- **Extract provided**
++++++++++

This Article is From Jul 14, 2016

The Child Bride Who Still Haunts Me

The Child Bride Who Still Haunts Me

11-year-old Fayrouz Ahmed Haider. Her father married her to help pay for her mother's hospital bills.

Yemen: I met Fayrouz Ahmed Haider in a grim refugee camp in Yemen. Just 11 years old, she was already married. She reminded me of someone else: a girl I had met thousands of miles away in the West African nation of Niger.

Her name was Balki Souley. Like Fayrouz, she had also been married off as a child.

I met Balki in the summer of 2012. She had just lost her son during childbirth, and her body was frail, so weakened by hunger, that she nearly died herself. Balki was 14 then. She was married at 12.

At the time, Balki's father was struggling to scrape together enough money to take care of his 15-member family. There wasn't nearly enough to feed them.

"Sometimes we had food, sometimes we didn't eat," he said. "Whenever we had leftovers, we gave them to Balki. If her hunger wasn't satisfied, there's nothing we could do."
 

Balki Souley, 14, in the village of Kwassaw, Niger, on June 17, 2012.

Then, as it is the case now, Niger has the world's highest rate of child marriage. Back then, a hunger crisis was affecting millions of people across the Sahel region. Humanitarian agencies were concerned that more and more desperate parents would marry off their daughters for the dowries they fetch to ensure their family's survival.

In Yemen, the civil war is doing just that.

In Balki, I saw Fayrouz's potential future. Fayrouz was married off to a 25-year-old man, and his dowry was used for medical treatment for her mother and to pay off debts. But when the man tried to have sex with her, Fayrouz ran away. But she intends to go back to her husband, not least because her struggling family needs the rest of the dowry, which will be paid only when she returns.

"He calls me every day," Fayrouz told me, referring to her husband. "He asks me when I'll come back."

"I tell him I won't come back until I am old enough," she continued.

When I asked when that will be, Fayrouz replied:

"After a year of two, I will go back to him."

That would make her around the same age when Balki became pregnant and subsequently lost her child.

++++++++++

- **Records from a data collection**
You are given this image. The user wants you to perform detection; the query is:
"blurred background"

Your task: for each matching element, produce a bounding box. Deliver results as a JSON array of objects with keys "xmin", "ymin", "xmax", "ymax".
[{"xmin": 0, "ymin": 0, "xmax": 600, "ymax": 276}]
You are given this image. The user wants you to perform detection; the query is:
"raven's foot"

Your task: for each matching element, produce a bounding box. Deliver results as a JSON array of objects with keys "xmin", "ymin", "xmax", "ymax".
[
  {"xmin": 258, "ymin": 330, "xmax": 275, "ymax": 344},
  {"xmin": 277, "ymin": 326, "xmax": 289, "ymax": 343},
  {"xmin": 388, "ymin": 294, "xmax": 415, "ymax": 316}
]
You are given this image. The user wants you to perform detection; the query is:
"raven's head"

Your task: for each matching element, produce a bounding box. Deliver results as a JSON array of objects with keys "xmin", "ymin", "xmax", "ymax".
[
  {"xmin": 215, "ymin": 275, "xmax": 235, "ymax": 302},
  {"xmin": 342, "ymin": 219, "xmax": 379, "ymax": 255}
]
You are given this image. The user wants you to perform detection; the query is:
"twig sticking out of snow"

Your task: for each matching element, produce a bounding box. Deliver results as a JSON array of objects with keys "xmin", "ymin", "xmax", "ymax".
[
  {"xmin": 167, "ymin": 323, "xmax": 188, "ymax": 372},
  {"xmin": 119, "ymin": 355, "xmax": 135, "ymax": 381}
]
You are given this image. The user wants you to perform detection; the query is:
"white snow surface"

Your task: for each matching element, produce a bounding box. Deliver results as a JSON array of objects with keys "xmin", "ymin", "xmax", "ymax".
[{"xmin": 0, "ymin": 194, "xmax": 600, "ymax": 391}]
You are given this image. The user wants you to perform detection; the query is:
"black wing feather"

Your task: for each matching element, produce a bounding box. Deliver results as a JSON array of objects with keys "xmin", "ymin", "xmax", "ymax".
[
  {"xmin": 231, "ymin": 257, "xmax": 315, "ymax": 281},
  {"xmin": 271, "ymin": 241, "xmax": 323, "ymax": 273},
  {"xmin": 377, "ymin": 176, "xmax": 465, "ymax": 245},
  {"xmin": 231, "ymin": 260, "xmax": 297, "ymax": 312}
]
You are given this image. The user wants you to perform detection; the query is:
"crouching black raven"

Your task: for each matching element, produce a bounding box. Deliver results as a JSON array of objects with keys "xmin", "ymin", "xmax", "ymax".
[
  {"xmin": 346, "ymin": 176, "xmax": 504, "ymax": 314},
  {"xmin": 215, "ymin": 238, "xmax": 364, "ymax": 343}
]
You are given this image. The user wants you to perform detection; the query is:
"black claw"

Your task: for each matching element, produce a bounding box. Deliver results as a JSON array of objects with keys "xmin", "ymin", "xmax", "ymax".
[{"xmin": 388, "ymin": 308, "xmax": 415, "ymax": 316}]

++++++++++

- **What you should do**
Copy the article's passage from "In Balki, I" up to and including "when she returns.", substituting "bride price" for "dowry". These records were taken from a separate source.

- **Exercise response**
In Balki, I saw Fayrouz's potential future. Fayrouz was married off to a 25-year-old man, and his bride price was used for medical treatment for her mother and to pay off debts. But when the man tried to have sex with her, Fayrouz ran away. But she intends to go back to her husband, not least because her struggling family needs the rest of the bride price, which will be paid only when she returns.